> [Page text]:
◇ ◇ ◇ ◇ ◇ ◇ ◇

# Fish Finder ?



## Bite me (Jul 29, 2008)

Im working the kinks out on a boat I bought recently. It came with a Eagle Magna View FF( loooks a little old school). I used it for first time Sat and noticed strange depth readings like 96ft when I was in 12ft of water. Then after a half day fishing it shut down and wouldnt power on again. I have a seperate battery working FF and live well and Im wondering if voltage could be the issue. The FF troubleshoot says it need 11 volt to operate. Seem to me (the novice I am) that mantaining 11 volts all day would be a little difficult. Is this somthing anyone else has come across, and if so what shall i do. Thanks in advance for input.
Mike


----------



## Waterwings (Jul 30, 2008)

Did you try turning it off then back on to see if it provided correct readings? Is the battery it's connected to fully charged providing the required output? If it's "old school" like you stated, have you looked at the wiring/transducer cables etc for any nicks/possible damage?


----------



## Bite me (Jul 30, 2008)

Thanks for responce. I did try to shut on and off and still received bad depth readings. The battery is a year old and I didnt have a volt meter with me to check voltage at time of problem.I will check tranducer and wire for any damage. Ill give it on more try out in the water .


----------



## Jim (Jul 30, 2008)

This might be a long shot, but maybe clean the bottom of the transducer with warm soapy water.


----------



## ACarbone624 (Jul 30, 2008)

Mine gives crazy readings like that if I move around in the boat and the transducer pops out of the water. Once its back in the water, it works fine.


----------



## SlimeTime (Jul 30, 2008)

Where/how is your transducer mounted? I'd almost have to think if it's shutting itsself off, the 'ducer wouldn't cause that, it's be internal, possibly even a loose connection.

ST


----------

◇ ◇ ◇ ◇ ◇ ◇ ◇

> [Requirement 1]: Please copy the stretch of the fish finder thread from "Did you try" through "Bite me (Jul 30, 2008)" word for word.

Excerpts from a location annotation dataset:
◇ ◇ ◇ ◇ ◇ ◇ ◇

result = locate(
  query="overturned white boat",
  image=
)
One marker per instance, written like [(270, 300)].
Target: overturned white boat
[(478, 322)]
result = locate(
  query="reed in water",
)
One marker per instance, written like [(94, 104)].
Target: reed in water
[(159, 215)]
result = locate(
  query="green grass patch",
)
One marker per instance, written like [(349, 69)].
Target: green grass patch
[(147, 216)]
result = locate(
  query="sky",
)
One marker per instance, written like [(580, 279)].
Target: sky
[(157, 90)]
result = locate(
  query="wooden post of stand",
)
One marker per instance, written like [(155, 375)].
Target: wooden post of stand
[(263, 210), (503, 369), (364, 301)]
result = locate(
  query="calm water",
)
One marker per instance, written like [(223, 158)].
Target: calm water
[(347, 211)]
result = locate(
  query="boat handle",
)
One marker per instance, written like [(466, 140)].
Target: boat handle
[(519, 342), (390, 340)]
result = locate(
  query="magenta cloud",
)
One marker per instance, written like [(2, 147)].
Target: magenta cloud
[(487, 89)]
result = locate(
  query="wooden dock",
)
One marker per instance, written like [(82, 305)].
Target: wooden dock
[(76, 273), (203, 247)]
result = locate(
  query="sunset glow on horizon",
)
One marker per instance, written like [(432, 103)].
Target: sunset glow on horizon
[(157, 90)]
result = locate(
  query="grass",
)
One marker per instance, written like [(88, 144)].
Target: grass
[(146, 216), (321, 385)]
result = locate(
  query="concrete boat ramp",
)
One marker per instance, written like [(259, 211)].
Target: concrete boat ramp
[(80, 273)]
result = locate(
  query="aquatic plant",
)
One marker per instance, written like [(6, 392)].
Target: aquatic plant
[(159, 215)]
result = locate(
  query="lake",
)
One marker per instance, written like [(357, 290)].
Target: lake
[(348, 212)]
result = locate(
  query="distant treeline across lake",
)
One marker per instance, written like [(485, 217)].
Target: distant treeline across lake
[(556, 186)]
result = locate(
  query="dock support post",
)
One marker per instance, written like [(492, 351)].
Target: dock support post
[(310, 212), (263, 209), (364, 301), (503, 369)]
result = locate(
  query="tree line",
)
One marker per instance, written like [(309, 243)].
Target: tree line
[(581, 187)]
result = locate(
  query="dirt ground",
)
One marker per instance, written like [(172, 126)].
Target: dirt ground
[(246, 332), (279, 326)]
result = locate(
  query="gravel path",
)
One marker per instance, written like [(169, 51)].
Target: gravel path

◇ ◇ ◇ ◇ ◇ ◇ ◇

> [Requirement 2]: In how many lines of the rows does the string "glow" appear, with case counting? Reply with only the number.

> [Result 1]:
Did you try turning it off then back on to see if it provided correct readings? Is the battery it's connected to fully charged providing the required output? If it's "old school" like you stated, have you looked at the wiring/transducer cables etc for any nicks/possible damage?


----------



## Bite me (Jul 30, 2008)

> [Result 2]: 2